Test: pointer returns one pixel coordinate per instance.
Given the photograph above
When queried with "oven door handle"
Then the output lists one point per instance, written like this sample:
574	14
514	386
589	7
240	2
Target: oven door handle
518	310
━━━━━━━━━━━━━━━━
What the task requires
Repeat, with no changes, each line from the one with "Given the photograph above" to the end of the listing, including both ends and nothing else.

Exercise answer
Given the photograph above
When queried with "oven door handle"
Then the output lists one point per instance, written like this sample:
574	14
514	386
589	7
240	2
Target: oven door handle
518	310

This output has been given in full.